** Task requirements **
Extract each record and reproduce it exactly.

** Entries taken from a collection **
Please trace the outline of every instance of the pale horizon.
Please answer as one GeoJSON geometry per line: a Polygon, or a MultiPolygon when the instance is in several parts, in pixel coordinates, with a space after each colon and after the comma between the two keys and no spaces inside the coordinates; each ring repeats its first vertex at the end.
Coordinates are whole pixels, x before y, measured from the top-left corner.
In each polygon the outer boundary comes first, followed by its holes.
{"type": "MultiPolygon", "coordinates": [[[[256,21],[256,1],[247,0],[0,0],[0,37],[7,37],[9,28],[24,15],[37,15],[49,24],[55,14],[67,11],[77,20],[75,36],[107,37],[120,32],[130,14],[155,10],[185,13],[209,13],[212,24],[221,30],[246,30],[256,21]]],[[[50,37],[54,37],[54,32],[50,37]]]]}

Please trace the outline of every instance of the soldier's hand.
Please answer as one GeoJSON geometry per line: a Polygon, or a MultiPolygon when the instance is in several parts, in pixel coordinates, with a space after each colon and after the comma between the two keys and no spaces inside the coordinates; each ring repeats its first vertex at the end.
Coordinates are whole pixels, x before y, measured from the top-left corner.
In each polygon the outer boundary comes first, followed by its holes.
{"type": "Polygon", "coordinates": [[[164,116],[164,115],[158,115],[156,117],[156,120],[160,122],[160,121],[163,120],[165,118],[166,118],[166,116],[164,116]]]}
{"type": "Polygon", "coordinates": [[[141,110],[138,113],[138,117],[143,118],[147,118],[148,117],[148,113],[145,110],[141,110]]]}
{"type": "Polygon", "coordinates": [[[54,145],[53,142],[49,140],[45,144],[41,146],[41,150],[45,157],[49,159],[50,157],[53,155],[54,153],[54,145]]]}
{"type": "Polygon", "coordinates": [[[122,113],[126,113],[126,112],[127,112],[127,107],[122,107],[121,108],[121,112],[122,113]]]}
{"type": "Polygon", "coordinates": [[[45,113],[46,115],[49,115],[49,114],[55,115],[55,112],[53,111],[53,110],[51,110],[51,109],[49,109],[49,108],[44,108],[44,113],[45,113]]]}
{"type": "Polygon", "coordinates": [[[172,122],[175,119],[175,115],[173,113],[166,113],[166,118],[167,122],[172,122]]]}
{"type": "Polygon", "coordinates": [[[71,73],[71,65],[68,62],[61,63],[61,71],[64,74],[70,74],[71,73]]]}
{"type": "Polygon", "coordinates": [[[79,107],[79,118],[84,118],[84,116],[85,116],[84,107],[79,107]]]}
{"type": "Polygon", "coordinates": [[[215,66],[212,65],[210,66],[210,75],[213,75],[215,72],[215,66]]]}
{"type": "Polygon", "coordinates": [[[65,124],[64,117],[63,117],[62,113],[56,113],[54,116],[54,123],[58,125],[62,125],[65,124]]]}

** Reply **
Please trace the outline of every instance of the pale horizon.
Please answer as one GeoJSON geometry per line: a Polygon, or a MultiPolygon when the instance is in several parts, in pixel coordinates, with a space after each colon and after the comma between the two keys and no spaces inside the coordinates; each ring repeats its first vertex at the end.
Coordinates are whole pixels, x before y, measured from the top-left corner.
In each polygon the outer boundary comes first, followed by its holes.
{"type": "MultiPolygon", "coordinates": [[[[256,21],[256,1],[247,0],[0,0],[0,37],[7,37],[9,28],[24,15],[37,15],[49,24],[55,14],[67,11],[77,20],[75,36],[107,37],[120,32],[130,14],[155,10],[185,13],[209,13],[212,24],[221,30],[246,30],[256,21]]],[[[50,37],[54,37],[54,32],[50,37]]]]}

Please trace the outline of every instance of the soldier's hand.
Please answer as one GeoJSON geometry per line: a Polygon, or a MultiPolygon when the instance is in several parts, in pixel coordinates, with a space after each colon and after the comma between the two keys and no spaces inside the coordinates; each ring repeats its first vertex at the end.
Coordinates are whole pixels, x before y, measured from the top-left corner.
In each polygon the outer boundary comes first, followed by its holes.
{"type": "Polygon", "coordinates": [[[164,116],[164,115],[158,115],[156,117],[156,120],[160,122],[160,121],[163,120],[165,118],[166,118],[166,116],[164,116]]]}
{"type": "Polygon", "coordinates": [[[141,110],[138,113],[138,117],[143,118],[147,118],[148,117],[148,113],[145,110],[141,110]]]}
{"type": "Polygon", "coordinates": [[[54,145],[53,142],[49,140],[45,144],[41,146],[41,150],[45,157],[49,159],[50,157],[53,155],[54,153],[54,145]]]}
{"type": "Polygon", "coordinates": [[[122,113],[126,113],[126,112],[127,112],[127,107],[122,107],[121,108],[121,112],[122,113]]]}
{"type": "Polygon", "coordinates": [[[45,113],[46,115],[49,115],[49,114],[55,115],[55,112],[53,111],[53,110],[51,110],[51,109],[49,109],[49,108],[44,108],[44,113],[45,113]]]}
{"type": "Polygon", "coordinates": [[[172,122],[175,119],[175,115],[173,113],[166,113],[166,118],[167,122],[172,122]]]}
{"type": "Polygon", "coordinates": [[[71,73],[71,65],[68,62],[61,63],[61,71],[64,74],[70,74],[71,73]]]}
{"type": "Polygon", "coordinates": [[[79,107],[79,118],[84,118],[84,116],[85,116],[84,107],[79,107]]]}
{"type": "Polygon", "coordinates": [[[215,66],[212,65],[210,66],[210,75],[213,75],[215,72],[215,66]]]}
{"type": "Polygon", "coordinates": [[[65,124],[64,117],[63,117],[62,113],[56,113],[54,116],[54,123],[58,125],[62,125],[65,124]]]}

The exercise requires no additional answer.